* Quoted passage
In that April newsletter Jammi also complained about the rise of “brand safety” services whose pitch she described as: “You don’t want a campaign like Sleeping Giants to get you in trouble? Then buy our stuff”—for protection.
In other words, Jammi, whose own “Check My Ads” business is dedicated to telling companies where to advertise in order to avoid controversy, is upset that other advertising companies are offering the same advisory services. However, these new services aren’t motivated by political activism—they’re trying to protect companies from getting caught up in the toxic advertising environment Jammi helped create.
Oxford Road CEO Granger warns that the businesses that continually respond to short-term panics about “brand safety” run the risk of creating bigger and more lasting damage if they aren’t careful. The more business cedes to boycott pressure, the more consumers will start to think companies are obligated to influence what media report. Granger notes this is a problem for business, because the media is a far more polarizing and less credible institution.
“According to the Edelman Trust Barometer that came out this year, business is the only institution that is seen as both competent and trustworthy,” Granger said in an interview with RealClearInvestigations. “Government is not seen as competent or trustworthy and the media is not seen as competent or trustworthy. And the dirty little secret is that business pays for media. It is business that is trusted, which is sponsoring media, which is untrusted.”
Granger says he’s having a tough time getting advertisers to think about the long-term implications of weighing in on a never-ending series of social media-driven controversies. Once powerful arguments are less effective, including appeals to free speech rights and analytics showing that there’s no lasting harm from ignoring social media-driven boycotts driven by small groups of activists. That’s because the calls to respond to ad boycotts are starting to come from politically motivated employees.
“When it is employees of the company who are concerned that the company they signed on for is not adhering to the value system that they purport to have, and they feel that there’s hypocrisy there, that’s when things really start to change,” says Granger. The polarization has so firmly taken hold in both the media and business that Granger has founded an organization called Media Roundtable. The organization offers resources to help advertisers and media take up approaches “different than keyword blocking, public shaming, and reactive boycotts that drive people further apart” and are instead “based on proactive, direct, and collaborative engagement between brands, creators, networks, and platforms. We aim to shift the incentive structure away from supporting outrage, accusation, and vilification and toward media that fosters truth and civility in journalism.” Granger also hosts a Media Roundtable podcast where he discusses the tensions between media and business with guests across the political spectrum.

* Dataset records
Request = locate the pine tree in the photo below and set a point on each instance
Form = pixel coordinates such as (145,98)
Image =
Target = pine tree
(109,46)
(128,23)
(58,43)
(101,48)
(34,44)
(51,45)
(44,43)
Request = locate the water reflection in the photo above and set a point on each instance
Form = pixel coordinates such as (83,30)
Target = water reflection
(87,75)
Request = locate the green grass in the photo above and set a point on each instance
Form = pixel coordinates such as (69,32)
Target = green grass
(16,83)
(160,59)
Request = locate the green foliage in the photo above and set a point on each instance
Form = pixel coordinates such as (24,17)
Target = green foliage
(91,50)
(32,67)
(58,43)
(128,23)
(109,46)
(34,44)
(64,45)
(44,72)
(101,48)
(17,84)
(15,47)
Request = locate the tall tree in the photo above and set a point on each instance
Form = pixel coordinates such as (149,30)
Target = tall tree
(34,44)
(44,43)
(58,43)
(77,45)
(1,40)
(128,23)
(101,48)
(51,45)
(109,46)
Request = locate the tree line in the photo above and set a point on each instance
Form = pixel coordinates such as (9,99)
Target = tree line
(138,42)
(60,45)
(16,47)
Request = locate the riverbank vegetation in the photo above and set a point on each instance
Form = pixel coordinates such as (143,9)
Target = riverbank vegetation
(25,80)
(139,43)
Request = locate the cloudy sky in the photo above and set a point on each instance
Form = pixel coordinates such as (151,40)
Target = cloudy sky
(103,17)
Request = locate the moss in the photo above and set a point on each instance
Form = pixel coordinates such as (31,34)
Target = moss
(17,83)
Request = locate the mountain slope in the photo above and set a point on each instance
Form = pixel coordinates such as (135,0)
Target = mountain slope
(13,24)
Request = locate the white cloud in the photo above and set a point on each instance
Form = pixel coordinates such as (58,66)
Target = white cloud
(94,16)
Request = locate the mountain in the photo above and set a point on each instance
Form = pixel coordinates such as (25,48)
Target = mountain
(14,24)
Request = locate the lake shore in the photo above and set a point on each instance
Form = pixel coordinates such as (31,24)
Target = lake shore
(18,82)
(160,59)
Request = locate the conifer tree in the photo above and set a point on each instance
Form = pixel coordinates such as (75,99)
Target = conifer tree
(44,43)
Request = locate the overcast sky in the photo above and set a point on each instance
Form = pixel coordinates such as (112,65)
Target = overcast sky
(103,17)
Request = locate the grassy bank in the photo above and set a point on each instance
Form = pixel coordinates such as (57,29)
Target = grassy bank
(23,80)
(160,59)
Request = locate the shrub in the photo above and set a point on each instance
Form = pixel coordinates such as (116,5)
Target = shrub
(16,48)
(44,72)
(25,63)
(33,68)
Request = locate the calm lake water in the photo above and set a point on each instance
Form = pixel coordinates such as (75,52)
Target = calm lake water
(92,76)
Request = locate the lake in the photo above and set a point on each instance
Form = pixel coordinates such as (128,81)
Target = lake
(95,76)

* What to work on
A – Which approaches does the passage on advertising boycotts say Media Roundtable wants advertisers and media to move away from? List each.
B – According to the passage on advertising boycotts, why are once powerful arguments, such as free speech appeals and analytics, now less effective with advertisers? Answer in one to three sentences.
C – Please continue the passage on advertising boycotts from the point where it stops.

* Answers for the exercise
A –
- Keyword blocking
- Public shaming
- Reactive boycotts that drive people further apart

B – Arguments such as appeals to free speech rights and analytics showing no lasting harm from ignoring small activist-driven boycotts carry less weight because the calls to respond to ad boycotts are starting to come from politically motivated employees. Granger says that when employees feel the company isn't living up to the values it claims to hold, "that's when things really start to change."

C –
Despite growing recognition that the lack of civility and good-faith understanding is breaking the advertising business and hurting media revenue, the boycott tactics are escalating. The NAACP recently wrote a letter to the NFL asking the league not to strike a broadcast deal with the Fox TV network over corporate ties to Fox News. Politicians too are getting in on the act.
Two Democratic members of Congress have sent letters to the presidents of Comcast, AT&T, Verizon, Cox, Dish, and other cable and satellite companies suggesting they should stop carrying Fox News and upstart conservative cable networks such as Newsmax or pressure them to change their coverage—egged on in part by outlets such as CNN.
Granger warns that the media climate could still get much uglier than it is now. “I’ve gotten in multiple debates about the value of some of these third parties and the one-sidedness of the accountability measures that are being applied,” he says. “Now, just wait a few years and watch for a right-wing version [of the boycotts]. There have been attempts, but they haven’t been well executed, but when that happens, then it’s just mutually assured destruction. I don’t think that’s a winning strategy for anyone.”